*Exercise aim*
Set out every line of the data below as a Markdown table with the columns Row and Text, numbering the rows and skipping blank lines. Leave the pictures out of your answer.

[Coordinate labeling data]
+ + + + +
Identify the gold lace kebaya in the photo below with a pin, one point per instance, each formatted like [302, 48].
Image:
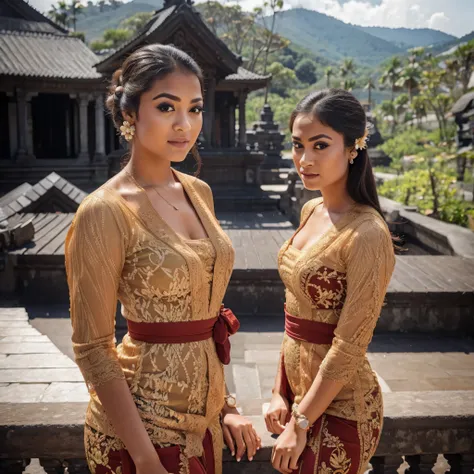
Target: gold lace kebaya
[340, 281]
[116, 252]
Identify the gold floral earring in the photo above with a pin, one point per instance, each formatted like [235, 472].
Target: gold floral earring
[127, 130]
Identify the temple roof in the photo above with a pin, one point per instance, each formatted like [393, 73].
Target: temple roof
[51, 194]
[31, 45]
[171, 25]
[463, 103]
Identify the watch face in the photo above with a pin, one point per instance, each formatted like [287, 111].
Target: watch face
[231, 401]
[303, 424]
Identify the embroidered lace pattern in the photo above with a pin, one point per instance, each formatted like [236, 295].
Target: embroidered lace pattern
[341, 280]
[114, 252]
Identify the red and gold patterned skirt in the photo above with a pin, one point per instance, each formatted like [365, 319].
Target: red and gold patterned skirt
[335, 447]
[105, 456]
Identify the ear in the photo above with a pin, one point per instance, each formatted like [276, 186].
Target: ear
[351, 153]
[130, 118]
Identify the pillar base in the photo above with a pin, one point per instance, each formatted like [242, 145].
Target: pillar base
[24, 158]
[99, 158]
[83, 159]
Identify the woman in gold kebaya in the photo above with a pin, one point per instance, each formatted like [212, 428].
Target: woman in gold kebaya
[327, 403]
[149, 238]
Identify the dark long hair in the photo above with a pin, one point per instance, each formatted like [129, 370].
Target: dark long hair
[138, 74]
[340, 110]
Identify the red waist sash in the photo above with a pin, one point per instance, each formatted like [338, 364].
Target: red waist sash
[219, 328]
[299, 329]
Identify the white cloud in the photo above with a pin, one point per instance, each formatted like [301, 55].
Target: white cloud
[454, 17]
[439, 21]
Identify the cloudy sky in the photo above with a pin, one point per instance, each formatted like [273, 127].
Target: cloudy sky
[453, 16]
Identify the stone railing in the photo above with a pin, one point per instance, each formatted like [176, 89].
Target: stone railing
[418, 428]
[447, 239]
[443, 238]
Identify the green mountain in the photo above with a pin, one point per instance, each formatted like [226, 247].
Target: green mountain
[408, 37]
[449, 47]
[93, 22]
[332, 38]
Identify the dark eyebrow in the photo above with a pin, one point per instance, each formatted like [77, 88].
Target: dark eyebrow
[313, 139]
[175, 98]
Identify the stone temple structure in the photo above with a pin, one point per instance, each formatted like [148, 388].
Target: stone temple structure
+ + + + +
*Solution for this task*
| Row | Text |
|---|---|
| 1 | Identify the gold lace kebaya in the photo below with a pin, one point per instance, each formatted like [302, 48]. |
| 2 | Image: |
| 3 | Target: gold lace kebaya |
| 4 | [340, 281] |
| 5 | [116, 252] |
| 6 | Identify the gold floral earring in the photo above with a pin, one point per instance, each formatted like [235, 472]. |
| 7 | Target: gold floral earring |
| 8 | [127, 130] |
| 9 | Identify the temple roof in the photo above with a pin, one point per instance, each formatted like [393, 73]. |
| 10 | Target: temple roof |
| 11 | [51, 194] |
| 12 | [31, 45] |
| 13 | [171, 25] |
| 14 | [463, 103] |
| 15 | Identify the watch face in the photo above with a pin, one point per instance, each formatted like [287, 111]. |
| 16 | Target: watch face |
| 17 | [231, 401] |
| 18 | [303, 424] |
| 19 | Identify the embroidered lace pattern in the photo above with a pin, one point per instance, each formatted like [236, 295]. |
| 20 | Target: embroidered lace pattern |
| 21 | [341, 280] |
| 22 | [114, 252] |
| 23 | Identify the red and gold patterned skirt in the photo above with a pin, one point per instance, each formatted like [365, 319]. |
| 24 | Target: red and gold patterned skirt |
| 25 | [335, 447] |
| 26 | [105, 456] |
| 27 | Identify the ear in the photo above with a pin, one point per instance, each formatted like [276, 186]. |
| 28 | Target: ear |
| 29 | [351, 153] |
| 30 | [130, 118] |
| 31 | Identify the pillar base in the photo above with a pin, one point per instance, each formatted like [242, 145]. |
| 32 | Target: pillar base |
| 33 | [24, 158] |
| 34 | [99, 158] |
| 35 | [83, 159] |
| 36 | Identify the woman in gold kebaya in the photo above with a pin, one point per instance, each formatted like [212, 428]. |
| 37 | Target: woman in gold kebaya |
| 38 | [327, 403] |
| 39 | [149, 238] |
| 40 | Identify the dark long hair in the photo above with a pin, one point per instance, each formatted like [129, 370]. |
| 41 | Target: dark long hair |
| 42 | [138, 74] |
| 43 | [340, 110] |
| 44 | Identify the red waist sash in the photo above with a pin, one point per instance, each formatted like [338, 364]. |
| 45 | Target: red waist sash |
| 46 | [219, 328] |
| 47 | [299, 329] |
| 48 | Identify the white cloud in the photo above with a pin, one point per instance, each formatted like [301, 55]. |
| 49 | Target: white cloud |
| 50 | [454, 17] |
| 51 | [439, 21] |
| 52 | Identify the cloudy sky in the photo above with a pin, one point per instance, each formatted like [273, 127]. |
| 53 | Target: cloudy sky |
| 54 | [453, 16] |
| 55 | Identify the stone railing in the photo above with a pin, one point per instance, each formatted like [176, 89]. |
| 56 | Target: stone railing |
| 57 | [418, 428] |
| 58 | [447, 239] |
| 59 | [443, 238] |
| 60 | Identify the green mountain in the photo above with a pin, one point per instance, each formatted like [226, 247]. |
| 61 | Target: green mountain |
| 62 | [408, 37] |
| 63 | [449, 47] |
| 64 | [93, 22] |
| 65 | [332, 38] |
| 66 | Identify the dark eyebrow in the photo above with a pin, one point per instance, each formatted like [77, 88]. |
| 67 | Target: dark eyebrow |
| 68 | [313, 139] |
| 69 | [175, 98] |
| 70 | Identify the stone temple structure in the photo above with a pin, one point per instance, each formatted like [148, 388]. |
| 71 | Target: stone temple structure |